Source text:
Murray Kinnell (24 July 1889 – 11 August 1954) was a British-born American actor, recognized for playing smooth, gentlemanly, although rather shady characters. He began acting on the English stage in 1907, toured in the United States from 1912 through 1914, then returned to England where he served in the British Army during World War I. After the war, he emigrated to the US. He appeared in 71 films between the pre-code era of 1930 and 1937. He later served the Screen Actors Guild in several positions for 16 years.

Early Years
Kinnell was born in Sydenham, London when it was still part of Kent. He was the second of three sons to John Kinnell, a Scottish-born engineer, and Rose Taylor from Surrey. He was educated first at Seaford College in Sussex, then at Mill Hill School in London.

Early stage career
According to a later interview, Kinnell began his stage career in the troupe of Florence Glossop-Harris in 1907. His first known stage credits are from 1909 with the company of Allan Wilkie. By 1911 he had joined the company of Frank Cellier, the husband of Florence Glossop-Harris. Kinnell played in both Hamlet and The Merchant of Venice on English stages, and undoubtedly many other plays as well for which verification is lacking.

Kinnell next appears in 1912 with a touring company playing Pomander Walk in the US and Canada. The following year he joined the Annie Russell Old English Comedy Company, playing throughout the eastern US in She Stoops to Conquer, The Rivals, and The School for Scandal. The tour wound up its run in Philadelphia during April 1914. Kinnell used the time off to marry the tour's ingenue, Henrietta Goodwin. 

Edward Sheldon's The Garden of Paradise, produced by Liebler & Company, opened in late November 1914 at the Park Theatre in Manhattan. Kinnell played two roles in this visual extravaganza based on Hans Christian Andersen's The Little Mermaid. However the production bankrupted Liebler & Company, and the receiver shut the play down on December 8, 1914 after a little more than two weeks.

Kinnell then returned to England, where he performed Shakespeare with the F. R. Benson company from late 1915 thru early April 1916.

Military service and post-war stage
Kinnell had enlisted in the London Scottish during January 1916, but wasn't taken up for training until April of that year. He was a lieutenant with the 2/14th Battalion that saw action in France, Salonika, and Palestine as part of the 60th Division. He served for three years, until 1919, when he resumed his acting career upon discharge at the war's end.

Following military service, Kinnell next appeared in a production of The Merchant of Venice at the Court Theatre in London that ran from October 1919 through February 1920. Beginning in January 1920 he also did single performances in other plays for the experimental Stage Society and the revivalist Phoenix Society.

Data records

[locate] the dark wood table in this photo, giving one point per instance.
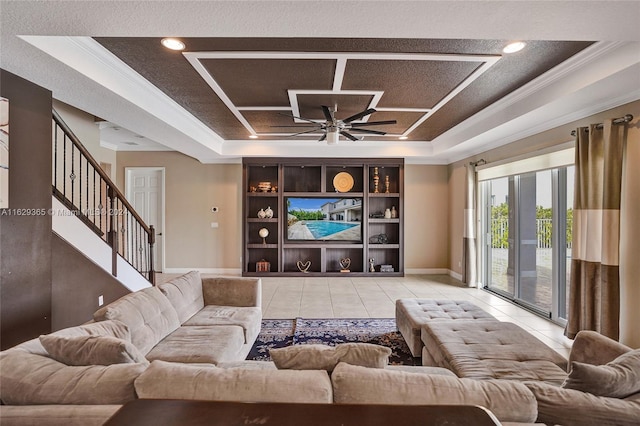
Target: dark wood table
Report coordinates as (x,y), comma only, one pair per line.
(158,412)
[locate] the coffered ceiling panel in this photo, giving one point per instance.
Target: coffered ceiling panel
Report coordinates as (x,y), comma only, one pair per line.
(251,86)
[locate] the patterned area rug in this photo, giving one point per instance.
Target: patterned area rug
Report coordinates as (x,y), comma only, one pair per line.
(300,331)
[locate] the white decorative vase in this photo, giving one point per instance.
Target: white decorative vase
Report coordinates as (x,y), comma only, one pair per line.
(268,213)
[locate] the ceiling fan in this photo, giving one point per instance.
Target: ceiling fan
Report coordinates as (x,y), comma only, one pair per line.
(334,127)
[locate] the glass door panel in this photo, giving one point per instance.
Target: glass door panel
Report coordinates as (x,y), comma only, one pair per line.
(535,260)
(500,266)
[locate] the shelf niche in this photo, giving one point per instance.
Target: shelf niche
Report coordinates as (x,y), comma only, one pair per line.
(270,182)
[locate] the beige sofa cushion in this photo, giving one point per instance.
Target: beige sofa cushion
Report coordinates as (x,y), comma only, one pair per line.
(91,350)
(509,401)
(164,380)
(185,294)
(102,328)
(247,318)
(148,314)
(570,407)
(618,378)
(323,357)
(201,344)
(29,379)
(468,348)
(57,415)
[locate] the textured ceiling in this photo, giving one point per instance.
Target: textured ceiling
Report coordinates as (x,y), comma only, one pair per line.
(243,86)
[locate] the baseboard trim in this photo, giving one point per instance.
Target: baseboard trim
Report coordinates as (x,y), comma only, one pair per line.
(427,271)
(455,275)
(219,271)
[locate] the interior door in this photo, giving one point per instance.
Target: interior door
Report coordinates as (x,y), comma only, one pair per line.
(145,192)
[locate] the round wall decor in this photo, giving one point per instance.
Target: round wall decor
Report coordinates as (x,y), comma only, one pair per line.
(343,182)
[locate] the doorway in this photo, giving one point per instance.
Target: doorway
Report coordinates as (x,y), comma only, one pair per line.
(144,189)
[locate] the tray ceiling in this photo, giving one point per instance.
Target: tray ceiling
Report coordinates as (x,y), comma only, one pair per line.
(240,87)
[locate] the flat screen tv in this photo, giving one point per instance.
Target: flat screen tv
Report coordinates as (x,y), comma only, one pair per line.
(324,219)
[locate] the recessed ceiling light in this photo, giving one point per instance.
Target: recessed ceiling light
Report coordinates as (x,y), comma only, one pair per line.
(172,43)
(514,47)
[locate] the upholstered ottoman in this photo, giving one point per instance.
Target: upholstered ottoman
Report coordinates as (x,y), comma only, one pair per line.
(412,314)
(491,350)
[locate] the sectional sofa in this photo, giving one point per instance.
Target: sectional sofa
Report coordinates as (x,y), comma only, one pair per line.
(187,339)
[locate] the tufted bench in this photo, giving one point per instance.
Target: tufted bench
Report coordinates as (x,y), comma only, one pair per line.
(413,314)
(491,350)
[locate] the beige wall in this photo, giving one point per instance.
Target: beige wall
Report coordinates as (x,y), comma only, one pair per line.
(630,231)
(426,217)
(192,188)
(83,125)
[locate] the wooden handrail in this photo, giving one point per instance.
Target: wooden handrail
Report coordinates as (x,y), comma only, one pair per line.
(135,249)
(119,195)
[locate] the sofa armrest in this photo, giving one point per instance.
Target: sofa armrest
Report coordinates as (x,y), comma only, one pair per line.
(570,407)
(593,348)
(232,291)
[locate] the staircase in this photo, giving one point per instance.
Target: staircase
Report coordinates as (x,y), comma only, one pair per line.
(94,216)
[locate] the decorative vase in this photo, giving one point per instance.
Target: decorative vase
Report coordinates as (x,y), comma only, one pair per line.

What is needed: Pick up the biography of Murray Kinnell from the point where it ends and write the next part. The rows have nothing to do with this.

Output below:
Later that year Kinnell joined the St. James Theater company in the English debut of The Jest, a three-month tour that also included his wife in the cast. However, by January 1921, Kinnell was "at liberty", according to his theatrical card in The Daily Telegraph. While his wife returned to America for a role in a Broadway production, Kinnell joined the Henry Baynton company and performed a large reperatoire of drastically pruned Shakespeare from June 1921 thru November 1922. It played well in the more provincial towns but London critics were quite severe over the cuts. Kinnell then did an original play Oliver Cromwell, written and produced by John Drinkwater and starring Henry Ainley.

Transatlantic commuter
E. H. Sothern and his wife Julia Marlowe brought four English actors to the US in September 1923 for their final Shakespeare tour, one of which was Kinnell. The tour opened with Cymbeline on October 2, 1923 at the Jolson Theatre. Unfortunately, Marlowe was both past her prime and wedded to an outdated style of acting that drew harsh criticism. It cannot have been an easy experience for Kinnell, but he perservered with the company's repertoire of Shakespeare plays both in New York and on tour. In March 1924 Kinnell left the still-going tour for a debut drama based on the book Simon Called Peter. 

Kinnell returned to England where he next performed during July 1924 in an original work by Joshua Jordan called The Dream Kiss, described as "a farce of somnambulism". It hardly seemed worth the trip, for he was next cast during September 1924 in the Broadway production of Hassan, based on the verses of James Elroy Flecker. This spectacle dispensed with tryouts due to its massive scale (some 200 performers including 60 principals and 70 dancers), perhaps relying on the success the production had in London the previous year. Despite incidental music by Frederick Delius the show closed after just 16 performances, with only Kinnell drawing praise among the cast. February 1925 saw him in a revival of William Congreve's The Way of the World.

Old English
For the first time Kinnell became the leading man of an acting troupe in March 1925, with the All-English stock company at the Orpheum in Montreal. This was under the direction of Leo G. Carroll, with Betty Murray as the female lead. His tenure with the company lasted thru May 1925. While Kinnell was in Canada, his wife Henrietta Goodwin had a small part in Old English on Broadway, a play by John Galsworthy that starred George Arliss. When it went on tour in the fall of 1925, Kinnell joined his wife in the road company, albeit as a leading actor. This was Kinnell's first role as an outright villain, a "blackmailing solicitor" who hounds the eponymous character (himself a scoundrel) played by Arliss. The part gained him his first published interview, and several years later his first film role.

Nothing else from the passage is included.